## PROVIDED RECORDS
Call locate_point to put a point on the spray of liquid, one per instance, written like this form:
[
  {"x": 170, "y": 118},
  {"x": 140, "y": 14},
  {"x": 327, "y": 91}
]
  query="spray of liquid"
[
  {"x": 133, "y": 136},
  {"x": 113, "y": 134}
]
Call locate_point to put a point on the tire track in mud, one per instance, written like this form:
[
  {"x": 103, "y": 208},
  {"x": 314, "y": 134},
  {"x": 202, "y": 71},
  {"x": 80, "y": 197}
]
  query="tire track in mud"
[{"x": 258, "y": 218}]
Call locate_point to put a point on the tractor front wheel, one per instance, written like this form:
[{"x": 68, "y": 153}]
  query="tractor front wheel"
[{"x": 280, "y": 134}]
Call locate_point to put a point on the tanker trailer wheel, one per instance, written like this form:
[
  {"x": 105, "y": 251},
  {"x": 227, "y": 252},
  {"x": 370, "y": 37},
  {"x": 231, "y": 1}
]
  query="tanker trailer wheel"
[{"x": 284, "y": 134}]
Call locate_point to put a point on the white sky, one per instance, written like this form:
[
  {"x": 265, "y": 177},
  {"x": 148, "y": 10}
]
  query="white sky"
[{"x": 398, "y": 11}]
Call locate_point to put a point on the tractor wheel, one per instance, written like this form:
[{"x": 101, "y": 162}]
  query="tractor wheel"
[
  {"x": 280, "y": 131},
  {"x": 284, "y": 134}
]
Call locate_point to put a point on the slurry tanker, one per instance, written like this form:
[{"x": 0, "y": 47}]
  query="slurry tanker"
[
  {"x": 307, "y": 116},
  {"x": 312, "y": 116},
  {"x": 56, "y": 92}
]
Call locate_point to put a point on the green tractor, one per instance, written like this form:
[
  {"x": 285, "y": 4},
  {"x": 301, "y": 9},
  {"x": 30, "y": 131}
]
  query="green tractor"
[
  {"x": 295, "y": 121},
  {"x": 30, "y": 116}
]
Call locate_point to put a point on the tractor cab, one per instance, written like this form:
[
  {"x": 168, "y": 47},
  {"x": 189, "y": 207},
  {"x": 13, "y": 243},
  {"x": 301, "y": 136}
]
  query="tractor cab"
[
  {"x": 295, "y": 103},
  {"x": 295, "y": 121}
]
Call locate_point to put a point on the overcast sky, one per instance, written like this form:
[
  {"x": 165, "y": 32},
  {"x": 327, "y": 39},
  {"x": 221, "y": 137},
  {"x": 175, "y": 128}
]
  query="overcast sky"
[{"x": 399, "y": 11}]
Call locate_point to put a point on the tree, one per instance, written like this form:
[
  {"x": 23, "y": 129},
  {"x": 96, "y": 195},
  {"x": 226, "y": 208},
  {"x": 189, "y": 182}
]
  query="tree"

## WHAT THIS TASK INVOLVES
Starting at the line that contains "Call locate_point to put a point on the overcast" and continuing through the end of the data, rewrite those lines with every "overcast sky" changed to "gray sky" and nothing else altered. Give only those lines.

## EXPECTED ANSWER
Call locate_point to put a point on the gray sky, one per instance, written like this form:
[
  {"x": 165, "y": 32},
  {"x": 327, "y": 39},
  {"x": 221, "y": 137},
  {"x": 175, "y": 128}
]
  query="gray sky"
[{"x": 399, "y": 11}]
Call locate_point to put a point on the tree, one per instance, written like this form:
[
  {"x": 23, "y": 129},
  {"x": 96, "y": 195},
  {"x": 226, "y": 208},
  {"x": 189, "y": 182}
]
  query="tree"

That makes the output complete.